[Aim of the task]:
Output only the span of lines that begins at the line containing "Reviewer note: verify one keypoint per instance of the seated" and ends at the last line of the data, both included, exactly as they appear.

Data excerpts:

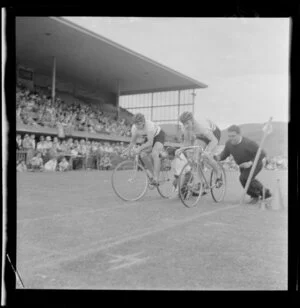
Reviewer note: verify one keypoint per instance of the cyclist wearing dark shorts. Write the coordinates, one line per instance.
(199, 133)
(154, 139)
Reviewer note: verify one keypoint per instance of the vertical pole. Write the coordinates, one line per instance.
(193, 100)
(118, 98)
(178, 112)
(151, 106)
(53, 80)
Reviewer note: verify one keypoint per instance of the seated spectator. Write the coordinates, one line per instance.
(63, 165)
(21, 166)
(105, 162)
(19, 142)
(51, 165)
(41, 146)
(36, 163)
(32, 139)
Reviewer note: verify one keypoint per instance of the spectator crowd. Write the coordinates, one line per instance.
(54, 154)
(37, 109)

[Answer space]:
Reviewer note: verify one keypoint per instance of the seated spectator. Write the coordinates, one line per instance.
(63, 165)
(21, 166)
(105, 162)
(19, 142)
(51, 165)
(41, 146)
(36, 163)
(32, 139)
Reviewer note: verify one keypoint per instance of the spectator crowd. Write the coordinates, one line per instance.
(54, 154)
(37, 109)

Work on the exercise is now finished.